-- Opening Marker --

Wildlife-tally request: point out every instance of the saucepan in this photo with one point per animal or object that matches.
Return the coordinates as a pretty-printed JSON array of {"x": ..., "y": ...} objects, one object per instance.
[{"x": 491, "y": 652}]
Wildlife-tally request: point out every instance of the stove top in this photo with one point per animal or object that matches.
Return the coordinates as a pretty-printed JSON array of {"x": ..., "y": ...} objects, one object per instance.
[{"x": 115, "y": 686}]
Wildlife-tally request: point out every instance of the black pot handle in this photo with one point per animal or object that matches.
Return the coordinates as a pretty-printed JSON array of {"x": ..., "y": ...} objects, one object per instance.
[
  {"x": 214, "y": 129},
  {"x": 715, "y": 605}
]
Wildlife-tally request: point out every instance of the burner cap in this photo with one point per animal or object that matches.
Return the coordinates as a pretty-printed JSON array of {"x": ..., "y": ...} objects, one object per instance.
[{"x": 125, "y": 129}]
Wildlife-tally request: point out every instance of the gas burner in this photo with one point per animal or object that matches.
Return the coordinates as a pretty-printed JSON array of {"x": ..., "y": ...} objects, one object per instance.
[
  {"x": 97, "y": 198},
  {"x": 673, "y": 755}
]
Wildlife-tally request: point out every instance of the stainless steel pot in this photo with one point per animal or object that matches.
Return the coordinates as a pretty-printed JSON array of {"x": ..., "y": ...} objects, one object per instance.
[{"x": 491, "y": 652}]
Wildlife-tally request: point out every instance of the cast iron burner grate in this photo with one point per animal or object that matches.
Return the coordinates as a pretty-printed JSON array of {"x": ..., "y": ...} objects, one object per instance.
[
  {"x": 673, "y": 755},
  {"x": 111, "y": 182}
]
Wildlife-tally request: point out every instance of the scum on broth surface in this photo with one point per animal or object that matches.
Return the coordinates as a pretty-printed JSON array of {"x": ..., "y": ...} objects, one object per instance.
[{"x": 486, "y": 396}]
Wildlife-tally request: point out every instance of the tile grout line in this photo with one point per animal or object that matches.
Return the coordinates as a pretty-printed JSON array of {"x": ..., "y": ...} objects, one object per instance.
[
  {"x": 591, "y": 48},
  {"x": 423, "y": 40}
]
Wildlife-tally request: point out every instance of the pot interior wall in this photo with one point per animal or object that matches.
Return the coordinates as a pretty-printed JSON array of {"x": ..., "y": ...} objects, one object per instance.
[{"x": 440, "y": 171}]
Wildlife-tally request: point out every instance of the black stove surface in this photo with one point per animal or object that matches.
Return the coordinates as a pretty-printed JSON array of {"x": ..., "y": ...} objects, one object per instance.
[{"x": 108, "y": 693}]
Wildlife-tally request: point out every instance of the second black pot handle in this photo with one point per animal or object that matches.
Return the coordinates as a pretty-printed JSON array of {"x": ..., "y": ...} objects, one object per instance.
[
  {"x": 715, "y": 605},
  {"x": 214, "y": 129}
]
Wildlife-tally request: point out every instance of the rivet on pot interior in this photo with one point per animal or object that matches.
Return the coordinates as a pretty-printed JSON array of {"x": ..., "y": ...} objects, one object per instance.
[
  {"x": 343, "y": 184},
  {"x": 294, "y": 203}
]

-- Closing Marker --

None of the lines before the one containing "Wildlife-tally request: point out every instance of the tile" belong in the answer; reproduce that line and all later lines of the records exactly.

Wildlife-tally request: point out every instance of the tile grout line in this photo with one point per animal or object that matches.
Return the coordinates as a pretty-printed JSON array of {"x": ..., "y": ...} objects, one object per instance.
[
  {"x": 591, "y": 48},
  {"x": 423, "y": 40}
]
Wildlife-tally request: point out every instance of the pot interior wall in this photo with one point per animal or object that matches.
Return the coordinates as a pretty-printed JSON array of {"x": ..., "y": ...} objects, one object per instance.
[{"x": 440, "y": 171}]
Wildlife-tally request: point out every instance of the black stove surface in this photo with one point per animal or object that matches.
Return the coordinates as a pretty-printed JSON array of {"x": ..., "y": ...} objects, one object per instance.
[{"x": 108, "y": 693}]
Wildlife-tally request: point out every instance of the second black pot handle in this photo with one point per animal or object that matches.
Return the coordinates as a pretty-printed JSON array of {"x": ..., "y": ...} objects, one object per instance.
[
  {"x": 715, "y": 605},
  {"x": 214, "y": 129}
]
Wildlife-tally request: point out every instance of the rivet on pot interior in this photo with one point per animal or object that matches.
Return the coordinates as a pretty-printed JSON array of {"x": ..., "y": ...} objects, one object per instance.
[
  {"x": 343, "y": 184},
  {"x": 294, "y": 203}
]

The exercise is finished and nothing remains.